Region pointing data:
○ ○ ○ ○ ○ ○ ○

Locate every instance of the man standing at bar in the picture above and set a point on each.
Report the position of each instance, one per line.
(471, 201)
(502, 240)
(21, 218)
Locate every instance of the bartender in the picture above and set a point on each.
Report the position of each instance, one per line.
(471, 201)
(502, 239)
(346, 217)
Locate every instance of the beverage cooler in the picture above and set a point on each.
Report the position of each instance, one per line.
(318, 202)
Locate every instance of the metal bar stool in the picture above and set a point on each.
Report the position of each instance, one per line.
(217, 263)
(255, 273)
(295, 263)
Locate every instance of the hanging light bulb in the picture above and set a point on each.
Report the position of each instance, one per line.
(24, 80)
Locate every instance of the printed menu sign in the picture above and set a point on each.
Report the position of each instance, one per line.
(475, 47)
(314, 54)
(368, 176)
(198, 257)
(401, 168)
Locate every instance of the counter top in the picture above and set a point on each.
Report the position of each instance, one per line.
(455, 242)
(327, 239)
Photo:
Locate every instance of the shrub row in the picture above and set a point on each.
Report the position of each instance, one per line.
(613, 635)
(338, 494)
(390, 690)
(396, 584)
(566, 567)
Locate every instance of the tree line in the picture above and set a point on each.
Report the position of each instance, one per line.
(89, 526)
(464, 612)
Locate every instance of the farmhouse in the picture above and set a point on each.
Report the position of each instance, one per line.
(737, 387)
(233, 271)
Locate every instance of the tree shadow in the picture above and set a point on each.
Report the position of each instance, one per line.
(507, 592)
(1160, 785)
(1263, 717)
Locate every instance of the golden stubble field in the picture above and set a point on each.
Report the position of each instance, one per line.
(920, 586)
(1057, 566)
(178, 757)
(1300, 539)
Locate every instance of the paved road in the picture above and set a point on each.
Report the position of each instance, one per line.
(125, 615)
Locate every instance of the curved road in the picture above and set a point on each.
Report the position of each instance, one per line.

○ ○ ○ ○ ○ ○ ○

All of the data above should be set down word for word.

• _Solution_:
Locate every instance of the man standing at bar in the picture above and set a point on each.
Report the position of each instance, one per line.
(471, 201)
(502, 240)
(21, 218)
Locate every instance of the bartender in the picture above and set a point on each.
Report the position of each instance, one per line.
(471, 201)
(502, 239)
(346, 217)
Locate every instance of the beverage cooler in the picture above and set a point on each.
Report the position of each instance, one per line.
(318, 202)
Locate every instance of the metal bar stool in the picture above and set a point on each.
Report the position of each instance, one per line.
(217, 263)
(255, 273)
(295, 263)
Locate every instance of the hanging light bulb in the picture above and set a point on each.
Report the position of each instance, one per line.
(24, 80)
Locate every instance of the printed menu sign in the picture above and set a point on each.
Report the position of each instance, one per line.
(475, 47)
(314, 54)
(368, 176)
(198, 257)
(401, 168)
Locate every instance of the counter top in the picture above and set a point on each.
Report the position of each instance, one per line.
(455, 242)
(327, 239)
Photo:
Locate every instance of the shrub row in the picture above and set a point on each.
Report the position of each instance, one per line.
(613, 635)
(338, 494)
(390, 690)
(396, 584)
(566, 567)
Locate every instance of the tree line in the picture above and set a point on each.
Report the position of each instance, one per line.
(89, 526)
(464, 612)
Locate every instance of the farmhouse in the picture above and set a point on each.
Report the position of each instance, one per line.
(737, 387)
(233, 271)
Locate every instance of the tree shadow in the picture above and set a point on each.
Report the position of each instance, one per line.
(507, 592)
(1160, 785)
(1263, 717)
Locate every instance of the golden stubble field in the picture above and set a point on each.
Report the position of each instance, one per line.
(920, 586)
(1057, 566)
(178, 757)
(1300, 539)
Locate every instance of the paved road in the picture above and set a point on each.
Report the position of each instance, one per line.
(125, 615)
Locate every instance of the curved road in the picture above and set a point on each.
Report the position of each instance, one per line.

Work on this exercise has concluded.